In the notes on measuring inventory below, list every term of two or more letters written entirely in capital letters (digits allowed), in order of first appearance.

+++ Extract to read +++

Look into ways to measure inventory and other potential problems.
The data for JIT300 can be used to figure percent scrap, then generate list
of items where high percentage scrap and considerable production.
We have a report listing inventory on-hand, unused in 1 year, 2 years.
Current design has a hassle identifying unused when it is brand new use of
an item # previously for a different purpose.
We have a slow moving inventory report. In my opinion, one of the worst
items on the list, we have enough to satisfy our needs in 500 years.
When there is an engineering change, do you have ways to identify items
which become orphans (no longer needed), or whose usage needs dramatically
change due to the engineering changes, so inventory settings such as safety
stock, MRP codes, should be altered?

I suggest exploring ways to measure the different kinds of transactions
going on, to see what patterns occurring.

When we identify a particular type of error, there is an associated reason
code. How frequently is the same type of error re-occurring with the same
items? What proportion of our items are experiencing what types of
identified errors?

Items accumulate aggregate: consumed in production or ship to customer;
manufactured or received from vendor; and adjusted. In theory, the
adjustments should be a tiny percentage of the total transaction volume.
Calculate that percentage, sort to list items where just about everything
happening with that item is adjustments, not consumed nor produced.

Contents and values of files can be changed by BPCS programs, modified
programs, human manual tweaking, other. How much is going on of each kind?

ITE has list of currently valid transaction effects. ITH can have any of
them, and can also have invalid transactions. How many of each are we
processing?

+++ Entries +++

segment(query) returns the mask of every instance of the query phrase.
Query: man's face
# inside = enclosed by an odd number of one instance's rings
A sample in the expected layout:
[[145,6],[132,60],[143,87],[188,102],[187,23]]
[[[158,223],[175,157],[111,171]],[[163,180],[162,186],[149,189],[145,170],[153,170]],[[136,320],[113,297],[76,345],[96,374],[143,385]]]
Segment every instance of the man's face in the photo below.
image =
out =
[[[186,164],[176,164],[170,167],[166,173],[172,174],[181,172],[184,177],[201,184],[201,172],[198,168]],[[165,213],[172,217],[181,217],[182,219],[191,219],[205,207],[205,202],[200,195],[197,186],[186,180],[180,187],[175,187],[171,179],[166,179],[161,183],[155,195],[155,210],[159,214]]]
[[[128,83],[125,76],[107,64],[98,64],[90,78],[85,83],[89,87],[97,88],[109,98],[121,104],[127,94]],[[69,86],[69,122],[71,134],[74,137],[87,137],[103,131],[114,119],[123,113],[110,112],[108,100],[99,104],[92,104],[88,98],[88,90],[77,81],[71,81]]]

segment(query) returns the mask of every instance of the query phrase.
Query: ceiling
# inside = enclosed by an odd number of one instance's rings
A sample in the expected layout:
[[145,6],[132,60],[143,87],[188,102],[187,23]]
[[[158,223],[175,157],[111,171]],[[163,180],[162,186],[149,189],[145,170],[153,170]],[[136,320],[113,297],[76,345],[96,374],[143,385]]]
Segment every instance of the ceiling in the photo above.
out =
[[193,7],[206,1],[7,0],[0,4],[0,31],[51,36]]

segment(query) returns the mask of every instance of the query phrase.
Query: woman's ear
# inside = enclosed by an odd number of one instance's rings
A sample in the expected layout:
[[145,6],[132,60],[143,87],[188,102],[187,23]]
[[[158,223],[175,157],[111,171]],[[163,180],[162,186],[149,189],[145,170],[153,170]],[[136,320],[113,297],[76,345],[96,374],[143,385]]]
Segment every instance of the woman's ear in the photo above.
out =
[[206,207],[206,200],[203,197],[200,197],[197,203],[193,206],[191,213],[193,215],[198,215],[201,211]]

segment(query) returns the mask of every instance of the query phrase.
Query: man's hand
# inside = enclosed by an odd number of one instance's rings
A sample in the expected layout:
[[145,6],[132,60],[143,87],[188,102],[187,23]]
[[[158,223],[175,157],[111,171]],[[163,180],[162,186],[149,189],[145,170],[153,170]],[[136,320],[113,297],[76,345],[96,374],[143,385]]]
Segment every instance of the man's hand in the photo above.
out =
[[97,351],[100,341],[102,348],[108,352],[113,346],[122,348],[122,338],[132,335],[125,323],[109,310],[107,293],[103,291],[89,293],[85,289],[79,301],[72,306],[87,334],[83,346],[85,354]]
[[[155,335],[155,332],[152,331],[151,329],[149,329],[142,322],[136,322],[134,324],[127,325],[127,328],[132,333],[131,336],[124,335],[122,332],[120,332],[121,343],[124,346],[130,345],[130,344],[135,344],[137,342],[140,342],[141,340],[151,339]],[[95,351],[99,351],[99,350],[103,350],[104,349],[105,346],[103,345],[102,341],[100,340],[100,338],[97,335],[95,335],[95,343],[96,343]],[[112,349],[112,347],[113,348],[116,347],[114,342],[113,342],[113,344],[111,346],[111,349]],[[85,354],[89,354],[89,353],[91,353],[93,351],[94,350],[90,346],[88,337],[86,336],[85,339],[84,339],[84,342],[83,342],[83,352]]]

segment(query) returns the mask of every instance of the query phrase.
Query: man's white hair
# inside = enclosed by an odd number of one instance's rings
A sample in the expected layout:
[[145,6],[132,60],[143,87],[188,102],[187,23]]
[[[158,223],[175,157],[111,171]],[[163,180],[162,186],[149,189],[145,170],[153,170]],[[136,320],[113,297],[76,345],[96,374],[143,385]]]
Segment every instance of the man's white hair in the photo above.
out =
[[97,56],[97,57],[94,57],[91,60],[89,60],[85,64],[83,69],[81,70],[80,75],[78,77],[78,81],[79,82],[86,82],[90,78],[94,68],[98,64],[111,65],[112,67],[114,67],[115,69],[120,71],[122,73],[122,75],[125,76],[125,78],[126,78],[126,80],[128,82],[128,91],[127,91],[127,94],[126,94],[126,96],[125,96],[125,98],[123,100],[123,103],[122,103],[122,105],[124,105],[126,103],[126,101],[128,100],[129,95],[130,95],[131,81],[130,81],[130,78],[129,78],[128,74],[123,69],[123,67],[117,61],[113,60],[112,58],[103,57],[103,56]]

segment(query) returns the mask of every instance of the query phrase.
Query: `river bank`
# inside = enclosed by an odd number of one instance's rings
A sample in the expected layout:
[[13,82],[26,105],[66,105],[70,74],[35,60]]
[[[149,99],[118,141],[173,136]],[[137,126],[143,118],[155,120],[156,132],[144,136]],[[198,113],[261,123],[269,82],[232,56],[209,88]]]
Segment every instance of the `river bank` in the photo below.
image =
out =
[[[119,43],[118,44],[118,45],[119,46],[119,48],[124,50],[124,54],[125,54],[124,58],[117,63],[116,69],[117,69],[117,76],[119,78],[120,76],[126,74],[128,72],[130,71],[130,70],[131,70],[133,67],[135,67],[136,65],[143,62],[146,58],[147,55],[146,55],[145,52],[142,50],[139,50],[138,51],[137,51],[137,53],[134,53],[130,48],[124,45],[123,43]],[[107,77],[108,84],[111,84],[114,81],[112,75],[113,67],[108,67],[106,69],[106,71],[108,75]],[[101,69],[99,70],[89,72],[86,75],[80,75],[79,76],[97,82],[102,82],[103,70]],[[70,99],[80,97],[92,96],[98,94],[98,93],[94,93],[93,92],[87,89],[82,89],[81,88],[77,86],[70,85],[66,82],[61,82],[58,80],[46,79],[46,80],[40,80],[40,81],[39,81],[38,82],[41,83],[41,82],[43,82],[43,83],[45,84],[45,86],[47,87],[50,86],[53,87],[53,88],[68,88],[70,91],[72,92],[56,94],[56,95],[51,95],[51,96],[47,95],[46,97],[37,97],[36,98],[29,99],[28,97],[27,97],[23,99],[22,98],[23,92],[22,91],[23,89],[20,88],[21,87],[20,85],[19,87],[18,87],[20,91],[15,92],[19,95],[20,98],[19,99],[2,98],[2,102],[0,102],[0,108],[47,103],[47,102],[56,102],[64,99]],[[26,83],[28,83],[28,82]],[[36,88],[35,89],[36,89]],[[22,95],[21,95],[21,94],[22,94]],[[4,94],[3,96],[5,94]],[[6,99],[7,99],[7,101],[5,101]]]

+++

◆ Answer for this exercise:
JIT300
MRP
BPCS
ITE
ITH